Start of Block
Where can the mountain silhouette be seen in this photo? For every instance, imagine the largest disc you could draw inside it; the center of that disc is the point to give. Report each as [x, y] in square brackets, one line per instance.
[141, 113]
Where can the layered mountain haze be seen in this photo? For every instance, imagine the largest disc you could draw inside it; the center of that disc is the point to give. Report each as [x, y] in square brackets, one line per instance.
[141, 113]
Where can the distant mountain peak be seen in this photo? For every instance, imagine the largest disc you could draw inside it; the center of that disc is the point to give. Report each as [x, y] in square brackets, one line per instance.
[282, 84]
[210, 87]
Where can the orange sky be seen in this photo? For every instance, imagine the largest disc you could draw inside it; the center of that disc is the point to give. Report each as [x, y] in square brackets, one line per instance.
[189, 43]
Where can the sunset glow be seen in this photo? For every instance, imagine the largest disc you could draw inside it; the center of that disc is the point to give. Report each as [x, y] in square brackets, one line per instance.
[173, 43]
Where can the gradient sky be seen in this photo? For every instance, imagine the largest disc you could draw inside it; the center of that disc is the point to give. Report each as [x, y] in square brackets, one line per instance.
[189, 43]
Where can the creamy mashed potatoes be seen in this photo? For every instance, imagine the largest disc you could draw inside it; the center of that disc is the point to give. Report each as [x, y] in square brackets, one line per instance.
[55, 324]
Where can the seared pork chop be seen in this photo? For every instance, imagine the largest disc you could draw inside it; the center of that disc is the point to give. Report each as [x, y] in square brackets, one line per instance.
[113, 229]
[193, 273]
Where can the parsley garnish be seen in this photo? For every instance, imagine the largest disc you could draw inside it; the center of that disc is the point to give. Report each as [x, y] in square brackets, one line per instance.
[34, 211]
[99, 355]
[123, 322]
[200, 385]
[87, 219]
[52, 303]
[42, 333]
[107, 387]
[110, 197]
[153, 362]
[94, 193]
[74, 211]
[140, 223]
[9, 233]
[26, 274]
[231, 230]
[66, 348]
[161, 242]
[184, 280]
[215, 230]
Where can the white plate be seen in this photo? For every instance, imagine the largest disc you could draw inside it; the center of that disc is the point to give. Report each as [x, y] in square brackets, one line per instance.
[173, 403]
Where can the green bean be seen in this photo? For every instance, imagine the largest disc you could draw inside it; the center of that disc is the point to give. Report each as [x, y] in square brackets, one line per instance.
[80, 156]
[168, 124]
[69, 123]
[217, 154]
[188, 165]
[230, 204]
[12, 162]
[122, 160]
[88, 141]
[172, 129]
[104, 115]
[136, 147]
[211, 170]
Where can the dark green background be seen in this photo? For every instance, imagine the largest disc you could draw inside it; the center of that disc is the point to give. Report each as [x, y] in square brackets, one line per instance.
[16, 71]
End of Block
About this exercise: Return each line above precisely as written.

Answer below:
Where can the mountain silhouette be seen in this photo? For every instance, imagine the largest disc you could draw inside it; the center of that disc is the point to give. Report each as [x, y] in square brackets, one line per instance.
[141, 113]
Where can the layered mountain haze be seen in this photo? For every instance, imagine the largest disc you could draw inside it; the center of that disc is the point to give. Report each as [x, y] in square brackets, one line per instance.
[141, 113]
Where can the distant mountain peak be seen in this photo? For every instance, imagine the largest disc you could draw inside it; the center of that disc is the point to give. Report each as [x, y] in square brackets, one line per instance.
[282, 84]
[210, 87]
Where can the orange sky be seen in this photo? For every instance, imagine the largest disc you could draw inside it; the center of that disc is the point to give. Report each as [x, y] in square brackets, one line per instance.
[189, 43]
Where can the sunset glow be seen in this photo? For every instance, imagine the largest disc you could draw inside it; the center of that disc is the point to give. Report each as [x, y] in square brackets, one line per instance.
[173, 43]
Where can the gradient sky be seen in this photo? For every instance, imagine the largest disc you could draw inside it; the center of that disc is the point to give. Report each as [x, y] in square brackets, one line per instance.
[189, 43]
Where can the creamy mashed potatoes be seen in this photo? For every instance, imagine the largest disc you could draw inside it; the center of that disc is the point to give. Report each as [x, y] in square brackets, one line per instance.
[55, 324]
Where can the seared pork chop be seen in this photo? For every instance, imagine the largest disc you could draw inside it; the center of that disc is the point to give. Report each as [x, y] in square brackets, one line per instance.
[113, 229]
[193, 273]
Where can the parsley garnish be seen in this photo? For every instance, imagine the largest disc you could draw inside it; the center of that disc is the point to give. Report each as [x, y] in square brackets, one line per instance.
[34, 211]
[99, 355]
[123, 322]
[200, 385]
[87, 219]
[52, 303]
[42, 333]
[107, 387]
[110, 197]
[153, 362]
[94, 193]
[74, 211]
[140, 223]
[9, 233]
[26, 274]
[231, 230]
[66, 348]
[161, 242]
[184, 280]
[215, 230]
Where can the white plate be seen in this photo? For every instance, imagine the largest disc you could draw inside it; the center of that disc is the point to give. Report each as [x, y] in square brackets, one line per instance.
[173, 403]
Where can the green bean be seen in this photo? For every instance, imagine the largest disc you could draw inside it; the center of that disc is the point to give. Report each as [x, y] in square brackets, one line per instance.
[80, 156]
[168, 124]
[69, 123]
[217, 154]
[188, 165]
[230, 204]
[12, 162]
[122, 160]
[88, 141]
[172, 129]
[104, 115]
[136, 147]
[211, 170]
Where can the dark green background be seen in this photo? For every instance, imagine the largest disc you could draw inside it; the center of that disc is the point to give. Report each as [x, y] in square brackets, one line per instance.
[16, 71]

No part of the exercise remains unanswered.